> [EXERCISE TASK A]
Answer these questions on the treasury article:
(i) What position does Kelly Wen hold at BNY?
(ii) Which two developments does the article say are driving new business models?
(iii) How was corporate treasury historically regarded?

> [PASSAGE]
What's driving the new era of treasury?

What's driving the new era of treasury?

In a payments landscape where change is the only constant, the role of corporate treasurers is shifting away from traditional operational and manual duties and moving towards that of strategic technologists. BNY’s Kelly Wen, Head of Treasury Advisory, and Linda Wang, Senior Vice President, Solutions Consulting, discuss how the central role played by treasurers in overseeing transformation projects requires new skills of corporate treasurers. 

Today’s proliferation and adoption of real-time payments, the introduction of new business models driven by open banking and embedded finance and an increasingly complex regulatory backdrop, are coming together to bring liquidity optimization and operational efficiency into focus. As a result, corporate treasurers who are recognizing the shift and acquiring new skills to accommodate such transformations are poised to help their organizations gain a competitive edge.

The key to successful execution is a thorough understanding of existing systems and platforms to articulate challenges and outline how emerging technologies can offer support. Technology, through its ability to enable accurate and real-time data decision making, is empowering corporate treasurers to become more efficient stewards of enterprise-wide cash flows.

Evolving from operational to strategic


Historically, corporate treasury was regarded as a support function, enabling businesses by ensuring funds flowed effortlessly across the organization to the right place at the right time. But as economic and geopolitical challenges evolve, treasurers not only have to be custodians of cash and liquidity but also key risk managers and technologists, helping to mitigate fraud and adopt real-time payment technologies.

> [MATERIAL TO PROCESS]
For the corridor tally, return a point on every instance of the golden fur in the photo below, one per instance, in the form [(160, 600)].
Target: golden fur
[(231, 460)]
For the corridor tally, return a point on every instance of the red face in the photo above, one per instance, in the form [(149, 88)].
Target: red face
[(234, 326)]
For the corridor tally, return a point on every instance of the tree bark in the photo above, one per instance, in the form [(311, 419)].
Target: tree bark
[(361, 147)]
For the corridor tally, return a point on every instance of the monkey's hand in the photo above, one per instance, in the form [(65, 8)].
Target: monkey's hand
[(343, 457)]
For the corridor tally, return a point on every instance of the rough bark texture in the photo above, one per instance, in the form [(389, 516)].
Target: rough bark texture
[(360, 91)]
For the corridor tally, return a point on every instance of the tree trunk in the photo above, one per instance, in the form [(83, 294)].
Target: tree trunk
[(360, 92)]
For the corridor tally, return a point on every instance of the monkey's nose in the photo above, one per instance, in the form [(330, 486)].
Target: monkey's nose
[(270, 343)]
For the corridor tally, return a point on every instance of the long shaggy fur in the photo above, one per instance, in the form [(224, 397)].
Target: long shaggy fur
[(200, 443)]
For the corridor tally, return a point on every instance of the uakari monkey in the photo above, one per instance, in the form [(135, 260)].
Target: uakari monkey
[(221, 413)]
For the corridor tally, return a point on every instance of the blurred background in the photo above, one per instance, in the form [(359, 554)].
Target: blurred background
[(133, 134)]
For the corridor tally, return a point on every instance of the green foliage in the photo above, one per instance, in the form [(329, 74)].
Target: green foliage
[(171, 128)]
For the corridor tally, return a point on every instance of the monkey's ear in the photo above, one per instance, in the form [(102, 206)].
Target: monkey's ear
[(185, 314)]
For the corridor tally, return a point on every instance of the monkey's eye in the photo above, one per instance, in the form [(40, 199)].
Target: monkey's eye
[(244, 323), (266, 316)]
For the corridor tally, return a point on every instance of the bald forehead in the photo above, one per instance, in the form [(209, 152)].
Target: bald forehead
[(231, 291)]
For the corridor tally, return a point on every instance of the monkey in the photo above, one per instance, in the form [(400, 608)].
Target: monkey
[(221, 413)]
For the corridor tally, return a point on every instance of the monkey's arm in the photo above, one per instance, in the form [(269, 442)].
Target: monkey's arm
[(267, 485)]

> [EXERCISE TASK B] Rewrite everything in the rows from the line containing "form [(65, 8)]." down to the line containing "[(343, 457)]", replacing "monkey's hand" with "monkey's paw" and leaving everything else unchanged.

> [CORRECT ANSWER A]
(i) Head of Treasury Advisory
(ii) Open banking and embedded finance
(iii) As a support function

> [CORRECT ANSWER B]
For the corridor tally, return a point on every instance of the monkey's paw in the photo above, one per instance, in the form [(65, 8)].
Target: monkey's paw
[(343, 457)]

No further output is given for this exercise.